-- Article --
My dislike of creepy Halloween decorations

I'm a sucker for the fall.  I really love October and November--the smells, the colors, the activities.  Here in Colorado it is still relatively warm.  We have had some cold days and a few days of snow in the mountains but overall, it's been mostly warm and sunny.  It's so nice to grab a jacket or even just throw on some pants and head to the park and enjoy the weather just a little longer.  I know the cold is coming soon and I'm planning on enjoying every last bit of sun and warmth I can until it's cold.

I do find myself a little conflicted with Halloween these days though.  I had similar feelings about it last year, though last year I really had little desire to celebrate anything.  The problem comes because my boys seem to have skipped the entire superhero, character costume thing.  They could care less about being a ninja or a Power ranger, or whatnot.  Ever since I can remember Will has chosen something like a mummy--he has always been intrigued by mummies.  Isaac did choose to be Batman one year but since then he's wanted to be something creepy too.  And now Eli seems to have read the memo and I can't convince him to be something more normal for his age.  He has chosen to be a zombie like Isaac last year.

So I'm a bit conflicted.  The boys know that I won't let them wear masks (part of what makes the costume really creepy to begin with).  Last year it was so close to Laila's death and they wanted their faces painted and I felt I did an accurate job of making a dead looking face.  It seemed a bit ironic to me to be painting their faces how I remembered Laila looking.  In their minds it's just harmless and they don't really think about death.

But I do.

I've never been into the creepy, gruesome Halloween decorations to begin with but now I really dislike them.  The boys think it is so cool to see a house with a grim reaper or creepy skeleton but I hate it.  I feel like Laila's death has ruined it for me.  Again, I never liked it before but now I dislike it because I almost feel it's making a mockery of something sacred to me.  I hate the tombstones with stupid sayings on them or the zombie bodies with blood all over their faces or the creepy skeletons, etc.

It's just that my Laila is either a skeleton herself now or a body with leathery skin (I don't know how long it takes bodies in caskets to deteriorate) and I hate seeing people decorate their houses with something similar except with the express purpose of making it gruesome and scary.  I visit Laila's grave frequently, multiple times a month, and I don't sit there thinking about what her body looks like now.  I think of her as my sweet daughter and find comfort looking at her tombstone, knowing that I spent hours contemplating the perfect thing to write to honor her.  I think of how my whole family is physically together, even if one of us is buried deep in the ground.  I find peace when I visit her and I feel a sacredness at her grave that I don't feel very many other places.  I know that even though her spirit is not in that exact place, her mortal body is and that is sacred to me.

-- Listed records --
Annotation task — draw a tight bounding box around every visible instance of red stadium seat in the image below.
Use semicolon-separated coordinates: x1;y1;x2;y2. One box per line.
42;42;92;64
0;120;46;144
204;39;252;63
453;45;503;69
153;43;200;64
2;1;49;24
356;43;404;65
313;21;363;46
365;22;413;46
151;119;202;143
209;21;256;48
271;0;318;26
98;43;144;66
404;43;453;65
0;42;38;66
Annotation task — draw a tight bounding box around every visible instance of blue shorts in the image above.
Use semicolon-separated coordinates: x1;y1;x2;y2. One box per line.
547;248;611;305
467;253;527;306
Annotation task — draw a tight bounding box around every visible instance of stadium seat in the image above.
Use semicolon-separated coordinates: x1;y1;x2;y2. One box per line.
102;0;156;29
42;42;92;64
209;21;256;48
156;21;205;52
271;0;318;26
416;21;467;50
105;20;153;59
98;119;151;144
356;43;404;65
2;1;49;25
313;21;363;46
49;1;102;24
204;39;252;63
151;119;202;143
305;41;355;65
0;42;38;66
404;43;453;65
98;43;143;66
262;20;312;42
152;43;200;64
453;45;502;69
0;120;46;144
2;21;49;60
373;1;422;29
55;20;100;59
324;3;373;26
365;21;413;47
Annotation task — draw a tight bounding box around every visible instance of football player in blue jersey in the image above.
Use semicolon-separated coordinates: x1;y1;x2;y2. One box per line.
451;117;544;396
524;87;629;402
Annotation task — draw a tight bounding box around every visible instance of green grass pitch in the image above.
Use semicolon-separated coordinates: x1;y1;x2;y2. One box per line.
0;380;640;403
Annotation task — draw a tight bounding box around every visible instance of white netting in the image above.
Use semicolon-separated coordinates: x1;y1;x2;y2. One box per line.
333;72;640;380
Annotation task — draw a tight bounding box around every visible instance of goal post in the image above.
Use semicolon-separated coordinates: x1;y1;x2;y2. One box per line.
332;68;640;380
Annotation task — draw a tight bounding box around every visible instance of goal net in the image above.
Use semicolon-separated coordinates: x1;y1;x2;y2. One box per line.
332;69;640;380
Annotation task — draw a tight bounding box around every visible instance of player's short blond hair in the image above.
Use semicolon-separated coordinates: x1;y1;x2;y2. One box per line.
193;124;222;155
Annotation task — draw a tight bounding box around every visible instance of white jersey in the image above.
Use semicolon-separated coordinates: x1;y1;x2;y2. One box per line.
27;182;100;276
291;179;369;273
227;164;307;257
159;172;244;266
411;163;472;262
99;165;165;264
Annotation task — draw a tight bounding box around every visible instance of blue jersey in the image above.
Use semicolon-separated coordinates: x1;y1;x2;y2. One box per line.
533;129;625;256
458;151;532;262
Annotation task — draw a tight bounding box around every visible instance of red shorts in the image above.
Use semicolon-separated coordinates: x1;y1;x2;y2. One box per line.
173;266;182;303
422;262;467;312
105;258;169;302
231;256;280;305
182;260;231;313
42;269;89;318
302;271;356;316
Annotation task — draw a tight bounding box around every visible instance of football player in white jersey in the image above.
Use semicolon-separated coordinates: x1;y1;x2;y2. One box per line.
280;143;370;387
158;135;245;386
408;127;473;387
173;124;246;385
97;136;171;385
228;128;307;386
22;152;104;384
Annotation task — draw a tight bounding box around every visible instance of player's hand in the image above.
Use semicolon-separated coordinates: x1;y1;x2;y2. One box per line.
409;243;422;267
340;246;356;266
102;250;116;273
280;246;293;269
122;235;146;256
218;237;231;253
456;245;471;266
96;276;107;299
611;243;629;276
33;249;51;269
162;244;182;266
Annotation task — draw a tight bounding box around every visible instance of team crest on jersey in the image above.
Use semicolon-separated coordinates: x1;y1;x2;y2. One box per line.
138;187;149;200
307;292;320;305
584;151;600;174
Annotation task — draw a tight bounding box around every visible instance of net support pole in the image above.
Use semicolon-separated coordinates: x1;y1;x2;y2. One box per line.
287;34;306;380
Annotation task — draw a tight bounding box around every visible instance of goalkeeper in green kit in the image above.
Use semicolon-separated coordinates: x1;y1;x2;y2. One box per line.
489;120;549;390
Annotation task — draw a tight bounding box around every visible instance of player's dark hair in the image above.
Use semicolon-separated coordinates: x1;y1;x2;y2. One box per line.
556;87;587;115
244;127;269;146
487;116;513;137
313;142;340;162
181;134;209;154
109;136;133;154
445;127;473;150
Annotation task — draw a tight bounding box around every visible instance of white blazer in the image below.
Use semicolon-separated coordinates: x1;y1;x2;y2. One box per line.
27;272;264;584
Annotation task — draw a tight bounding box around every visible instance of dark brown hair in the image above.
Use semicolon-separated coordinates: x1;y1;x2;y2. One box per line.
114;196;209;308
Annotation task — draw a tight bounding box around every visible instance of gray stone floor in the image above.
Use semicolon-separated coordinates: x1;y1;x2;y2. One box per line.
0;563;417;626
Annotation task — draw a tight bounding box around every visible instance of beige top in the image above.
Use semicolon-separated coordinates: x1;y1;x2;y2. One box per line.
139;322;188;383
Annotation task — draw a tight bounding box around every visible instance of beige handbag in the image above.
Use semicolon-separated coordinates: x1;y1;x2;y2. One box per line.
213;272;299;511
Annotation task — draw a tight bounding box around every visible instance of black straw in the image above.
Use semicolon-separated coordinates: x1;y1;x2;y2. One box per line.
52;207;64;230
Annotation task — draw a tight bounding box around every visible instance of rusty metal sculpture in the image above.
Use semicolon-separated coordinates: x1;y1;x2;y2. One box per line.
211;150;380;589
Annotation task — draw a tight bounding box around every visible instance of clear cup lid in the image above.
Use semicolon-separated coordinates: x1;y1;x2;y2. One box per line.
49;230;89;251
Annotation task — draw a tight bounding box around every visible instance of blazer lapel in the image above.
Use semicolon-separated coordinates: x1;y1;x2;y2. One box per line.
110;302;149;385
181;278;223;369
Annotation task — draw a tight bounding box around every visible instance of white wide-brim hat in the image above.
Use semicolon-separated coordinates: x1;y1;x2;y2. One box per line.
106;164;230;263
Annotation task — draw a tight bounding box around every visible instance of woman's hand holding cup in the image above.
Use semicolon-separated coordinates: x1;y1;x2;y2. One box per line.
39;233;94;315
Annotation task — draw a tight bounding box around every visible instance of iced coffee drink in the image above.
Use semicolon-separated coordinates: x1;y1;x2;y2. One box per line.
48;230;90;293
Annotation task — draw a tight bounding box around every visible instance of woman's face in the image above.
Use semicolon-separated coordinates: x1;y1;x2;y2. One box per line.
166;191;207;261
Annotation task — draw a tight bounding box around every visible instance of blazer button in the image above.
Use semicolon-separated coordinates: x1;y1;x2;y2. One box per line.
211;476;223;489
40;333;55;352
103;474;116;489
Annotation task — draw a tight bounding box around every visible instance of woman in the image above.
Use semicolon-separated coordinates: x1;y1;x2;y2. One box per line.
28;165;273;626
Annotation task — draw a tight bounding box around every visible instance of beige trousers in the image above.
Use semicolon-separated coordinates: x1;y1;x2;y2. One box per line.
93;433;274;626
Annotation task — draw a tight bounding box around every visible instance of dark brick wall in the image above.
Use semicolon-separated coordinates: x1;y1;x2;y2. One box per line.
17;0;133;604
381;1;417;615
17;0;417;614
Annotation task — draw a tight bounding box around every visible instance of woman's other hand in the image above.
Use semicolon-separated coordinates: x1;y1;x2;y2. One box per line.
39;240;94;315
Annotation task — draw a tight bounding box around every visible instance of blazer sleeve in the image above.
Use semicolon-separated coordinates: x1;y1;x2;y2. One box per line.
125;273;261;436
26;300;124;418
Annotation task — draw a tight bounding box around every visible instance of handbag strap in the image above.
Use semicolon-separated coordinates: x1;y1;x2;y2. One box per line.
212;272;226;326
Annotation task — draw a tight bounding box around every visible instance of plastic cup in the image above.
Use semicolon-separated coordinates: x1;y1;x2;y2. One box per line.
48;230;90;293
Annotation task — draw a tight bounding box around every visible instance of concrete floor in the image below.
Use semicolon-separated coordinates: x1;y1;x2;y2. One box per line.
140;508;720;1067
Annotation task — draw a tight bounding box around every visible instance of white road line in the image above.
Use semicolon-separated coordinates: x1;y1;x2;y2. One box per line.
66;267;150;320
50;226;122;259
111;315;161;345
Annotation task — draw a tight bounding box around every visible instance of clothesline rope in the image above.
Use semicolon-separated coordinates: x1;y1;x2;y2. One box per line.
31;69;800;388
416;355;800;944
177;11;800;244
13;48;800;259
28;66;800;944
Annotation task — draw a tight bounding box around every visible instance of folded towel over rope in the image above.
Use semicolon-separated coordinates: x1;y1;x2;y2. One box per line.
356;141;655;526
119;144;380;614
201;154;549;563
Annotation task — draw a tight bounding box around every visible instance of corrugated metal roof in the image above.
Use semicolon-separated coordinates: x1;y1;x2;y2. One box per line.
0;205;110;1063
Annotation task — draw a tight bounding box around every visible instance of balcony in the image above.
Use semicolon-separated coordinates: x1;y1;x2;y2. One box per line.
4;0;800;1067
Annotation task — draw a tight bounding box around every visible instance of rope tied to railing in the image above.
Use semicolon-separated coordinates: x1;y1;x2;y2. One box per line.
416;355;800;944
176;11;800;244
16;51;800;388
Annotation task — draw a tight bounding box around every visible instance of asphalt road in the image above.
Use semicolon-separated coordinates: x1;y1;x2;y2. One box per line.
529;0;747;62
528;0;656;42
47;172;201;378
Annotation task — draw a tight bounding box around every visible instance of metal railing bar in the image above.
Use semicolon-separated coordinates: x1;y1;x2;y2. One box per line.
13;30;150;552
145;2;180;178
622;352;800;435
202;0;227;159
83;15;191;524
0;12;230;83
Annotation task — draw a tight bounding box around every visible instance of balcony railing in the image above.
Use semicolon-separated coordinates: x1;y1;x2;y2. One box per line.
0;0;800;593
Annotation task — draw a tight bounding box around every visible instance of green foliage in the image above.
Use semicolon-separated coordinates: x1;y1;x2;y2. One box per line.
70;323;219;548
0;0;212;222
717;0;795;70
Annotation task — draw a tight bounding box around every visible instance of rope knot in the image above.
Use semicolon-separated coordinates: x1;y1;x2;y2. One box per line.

-- Brief A --
Repeat word for word the passage of the Halloween decorations post that opens with the words containing "So I'm a bit" and closes with "think about death.".
-- Brief B --
Carry on writing the Halloween decorations post from the point where it stops.

-- Exercise answer A --
So I'm a bit conflicted.  The boys know that I won't let them wear masks (part of what makes the costume really creepy to begin with).  Last year it was so close to Laila's death and they wanted their faces painted and I felt I did an accurate job of making a dead looking face.  It seemed a bit ironic to me to be painting their faces how I remembered Laila looking.  In their minds it's just harmless and they don't really think about death.

-- Exercise answer B --
The boys don't really make the connection and I haven't tried to help them make the connection.  I want them to enjoy the season as much as I always have.  I don't want their sister's death to make all the fun so serious, if that makes sense.  I am 99.9% certain that when they put their costumes on Laila's death won't even cross their minds.  And the fact that it won't tells me that I've succeeded in teaching them about death properly.  We've tried hard to explain it in an appropriate manner so they don't feel afraid of death or of the cemetery.  I realize that it is all fun and games and no one is really thinking about death and actual skeletons and such so I just try to look on by and put those very thoughts out of my own mind.  I just wonder if this is something that will bug me for the rest of my life and each time Halloween comes I'll cringe when I see someone decorate with creepy skeletons and zombies or if it's just that way now because it's still too close to Laila's death for me.  I'm not sure.

Either way, I have decided to let the boys be what they want for Halloween--Will, the scream (without the mask), Isaac, the grim reaper, and Eli, a zombie.  I will decorate their faces and let them enjoy the Halloween season and won't mention their sister or how these characters make me cringe.  But they are quickly learning that their pleads will never make me budge in how our house is decorated for Halloween.

And even though I feel conflicted with the holiday now, I still love everything else associated with it and try to help our family celebrate and have fun.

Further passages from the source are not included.